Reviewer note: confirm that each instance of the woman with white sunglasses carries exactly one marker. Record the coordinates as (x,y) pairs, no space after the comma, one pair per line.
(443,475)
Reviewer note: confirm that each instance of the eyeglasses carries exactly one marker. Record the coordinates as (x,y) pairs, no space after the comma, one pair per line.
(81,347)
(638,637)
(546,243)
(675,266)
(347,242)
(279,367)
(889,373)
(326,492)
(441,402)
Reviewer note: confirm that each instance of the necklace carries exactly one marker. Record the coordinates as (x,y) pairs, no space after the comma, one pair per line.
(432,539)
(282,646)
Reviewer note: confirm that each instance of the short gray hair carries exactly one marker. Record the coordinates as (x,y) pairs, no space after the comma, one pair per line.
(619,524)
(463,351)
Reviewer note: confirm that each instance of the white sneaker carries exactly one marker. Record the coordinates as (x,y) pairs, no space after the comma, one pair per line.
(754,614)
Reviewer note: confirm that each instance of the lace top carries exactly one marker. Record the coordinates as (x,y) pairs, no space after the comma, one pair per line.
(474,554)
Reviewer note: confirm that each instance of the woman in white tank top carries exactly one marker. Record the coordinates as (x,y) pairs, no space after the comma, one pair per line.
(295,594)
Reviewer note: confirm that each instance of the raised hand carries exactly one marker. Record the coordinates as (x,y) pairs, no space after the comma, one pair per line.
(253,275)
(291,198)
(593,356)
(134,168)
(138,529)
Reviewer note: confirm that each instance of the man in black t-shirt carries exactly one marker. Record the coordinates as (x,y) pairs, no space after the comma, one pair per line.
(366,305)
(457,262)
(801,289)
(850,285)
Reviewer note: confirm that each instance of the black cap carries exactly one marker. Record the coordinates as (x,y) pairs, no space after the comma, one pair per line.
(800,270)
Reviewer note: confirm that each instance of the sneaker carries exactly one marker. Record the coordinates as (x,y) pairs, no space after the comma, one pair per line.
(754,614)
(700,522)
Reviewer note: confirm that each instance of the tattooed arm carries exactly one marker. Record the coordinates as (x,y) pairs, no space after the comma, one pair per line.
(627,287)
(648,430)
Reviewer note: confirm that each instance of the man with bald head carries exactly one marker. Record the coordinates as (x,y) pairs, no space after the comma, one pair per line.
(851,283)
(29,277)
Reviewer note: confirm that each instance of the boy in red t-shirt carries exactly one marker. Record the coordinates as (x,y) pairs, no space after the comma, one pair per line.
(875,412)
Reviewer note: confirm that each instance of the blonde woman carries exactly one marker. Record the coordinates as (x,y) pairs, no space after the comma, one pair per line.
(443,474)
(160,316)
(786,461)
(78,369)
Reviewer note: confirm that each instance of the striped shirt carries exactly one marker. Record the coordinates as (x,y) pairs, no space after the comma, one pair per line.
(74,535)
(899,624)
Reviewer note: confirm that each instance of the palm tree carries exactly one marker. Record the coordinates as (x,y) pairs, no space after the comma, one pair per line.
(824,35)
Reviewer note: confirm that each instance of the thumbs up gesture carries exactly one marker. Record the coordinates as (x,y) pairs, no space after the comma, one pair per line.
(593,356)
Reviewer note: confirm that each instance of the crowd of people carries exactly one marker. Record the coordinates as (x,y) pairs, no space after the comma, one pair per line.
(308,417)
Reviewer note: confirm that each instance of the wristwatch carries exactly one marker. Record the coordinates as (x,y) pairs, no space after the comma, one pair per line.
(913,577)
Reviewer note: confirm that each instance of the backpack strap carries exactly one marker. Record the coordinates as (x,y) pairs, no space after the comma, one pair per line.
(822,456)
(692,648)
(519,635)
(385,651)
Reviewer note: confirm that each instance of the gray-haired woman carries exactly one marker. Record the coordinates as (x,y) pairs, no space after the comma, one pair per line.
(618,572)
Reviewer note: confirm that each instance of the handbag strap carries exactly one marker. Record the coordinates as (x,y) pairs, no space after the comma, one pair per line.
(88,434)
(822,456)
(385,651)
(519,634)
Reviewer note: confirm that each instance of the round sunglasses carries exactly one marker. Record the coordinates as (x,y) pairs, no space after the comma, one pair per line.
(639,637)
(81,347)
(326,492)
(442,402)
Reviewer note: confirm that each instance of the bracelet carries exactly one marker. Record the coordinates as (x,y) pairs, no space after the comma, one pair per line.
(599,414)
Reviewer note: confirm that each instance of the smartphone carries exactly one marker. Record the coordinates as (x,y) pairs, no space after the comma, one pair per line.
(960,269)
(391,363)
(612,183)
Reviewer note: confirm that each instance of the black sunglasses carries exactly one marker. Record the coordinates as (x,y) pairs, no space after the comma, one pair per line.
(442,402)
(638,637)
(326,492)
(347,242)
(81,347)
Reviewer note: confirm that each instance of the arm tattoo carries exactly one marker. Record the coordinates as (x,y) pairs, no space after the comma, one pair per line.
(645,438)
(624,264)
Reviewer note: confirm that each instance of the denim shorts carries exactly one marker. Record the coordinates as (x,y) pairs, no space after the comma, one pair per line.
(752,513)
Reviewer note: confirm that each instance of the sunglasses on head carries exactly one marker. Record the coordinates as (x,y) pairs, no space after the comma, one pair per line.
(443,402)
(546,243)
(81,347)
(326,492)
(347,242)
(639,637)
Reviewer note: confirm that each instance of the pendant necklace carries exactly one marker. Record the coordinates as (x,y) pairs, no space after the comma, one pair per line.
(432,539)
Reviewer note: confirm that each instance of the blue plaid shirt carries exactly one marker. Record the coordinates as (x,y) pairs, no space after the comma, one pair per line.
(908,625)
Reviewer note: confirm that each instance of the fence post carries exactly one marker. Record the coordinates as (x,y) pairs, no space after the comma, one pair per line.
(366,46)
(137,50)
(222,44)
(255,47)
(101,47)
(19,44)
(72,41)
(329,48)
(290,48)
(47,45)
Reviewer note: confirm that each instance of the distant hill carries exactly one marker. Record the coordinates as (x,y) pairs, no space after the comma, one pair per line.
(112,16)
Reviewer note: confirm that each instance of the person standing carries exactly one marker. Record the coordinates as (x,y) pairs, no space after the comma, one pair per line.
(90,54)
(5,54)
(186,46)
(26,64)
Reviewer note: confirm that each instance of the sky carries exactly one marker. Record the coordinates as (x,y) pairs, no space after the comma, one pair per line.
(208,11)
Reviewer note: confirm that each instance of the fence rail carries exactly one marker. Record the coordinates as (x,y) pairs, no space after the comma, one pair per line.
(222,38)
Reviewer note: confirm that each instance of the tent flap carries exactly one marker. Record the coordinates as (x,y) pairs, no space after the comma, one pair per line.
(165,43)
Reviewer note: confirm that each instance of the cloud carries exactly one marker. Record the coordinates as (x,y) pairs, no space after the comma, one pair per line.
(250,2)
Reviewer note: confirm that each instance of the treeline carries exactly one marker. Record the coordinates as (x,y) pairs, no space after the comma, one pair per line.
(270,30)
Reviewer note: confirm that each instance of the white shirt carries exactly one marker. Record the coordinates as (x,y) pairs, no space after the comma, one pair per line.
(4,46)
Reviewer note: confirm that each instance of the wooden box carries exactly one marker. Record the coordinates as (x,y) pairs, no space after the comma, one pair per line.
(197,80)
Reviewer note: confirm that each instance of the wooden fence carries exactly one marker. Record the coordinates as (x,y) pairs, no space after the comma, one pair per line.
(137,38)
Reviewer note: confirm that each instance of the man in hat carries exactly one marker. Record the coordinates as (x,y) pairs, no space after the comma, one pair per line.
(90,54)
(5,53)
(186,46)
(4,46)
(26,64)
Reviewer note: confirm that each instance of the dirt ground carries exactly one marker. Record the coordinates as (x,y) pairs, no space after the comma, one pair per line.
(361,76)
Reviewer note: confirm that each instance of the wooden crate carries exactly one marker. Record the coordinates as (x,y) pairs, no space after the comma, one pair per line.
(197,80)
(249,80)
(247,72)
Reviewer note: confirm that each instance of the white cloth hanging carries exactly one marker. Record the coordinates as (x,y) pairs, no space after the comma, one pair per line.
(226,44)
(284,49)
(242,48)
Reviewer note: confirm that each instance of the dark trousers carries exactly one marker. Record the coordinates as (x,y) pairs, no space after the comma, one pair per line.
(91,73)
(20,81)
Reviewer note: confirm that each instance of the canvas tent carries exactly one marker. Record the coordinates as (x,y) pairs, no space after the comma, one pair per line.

▬▬▬▬▬▬

*What you should do*.
Print only the lines from the one with "Reviewer note: confirm that each instance of the treeline" to the end of the records, both included.

*Written solution*.
Reviewer note: confirm that each instance of the treeline carries exactly one marker. Record the coordinates as (x,y) pairs, no space after the comma, one pair per line.
(270,30)
Reviewer note: confirm that each instance of the white shirt carries exactly one marker. Record the coordinates as (x,y) pairs, no space after the comma, one pair per line.
(4,46)
Reviewer note: confirm that each instance of the wooden box carries exactly one marker. Record the coordinates as (x,y) pairs, no space after the comma, one pair per line.
(197,80)
Reviewer note: confirm that each instance of the wooden fence carries exactly one marker. Record the coordinates as (x,y) pairs, no space after the comma, one pair per line.
(137,38)
Reviewer note: confirm that each instance of the man in hat carries exactly one marker. Record the coordinates as (x,y) pairs, no space after the comma, one pair per line.
(90,54)
(5,53)
(186,46)
(4,46)
(26,64)
Reviewer note: confirm that each instance of the dirt ground carries exactly one marker. Record the coordinates as (x,y) pairs, no space after the comma, one pair per line.
(361,76)
Reviewer note: confirm that each instance of the wooden crate carries exactly one marker. Record the coordinates as (x,y) pairs, no space after the comma, one pair per line.
(197,80)
(249,80)
(247,72)
Reviewer note: confirm that each instance of the white cloth hanging carries exactly one marker. Record the coordinates as (x,y) pairs, no space after the comma, one pair per line.
(226,44)
(284,49)
(242,48)
Reviewer note: confirm that each instance of the dark trousers carries exactly one marker. Record the coordinates as (x,y) pairs, no space after the comma, one pair per line.
(91,73)
(20,81)
Reviewer note: confirm that each instance of the canvas tent carries exactly one marker. Record the coordinates as (x,y) pairs, no space after the comma, one pair per line.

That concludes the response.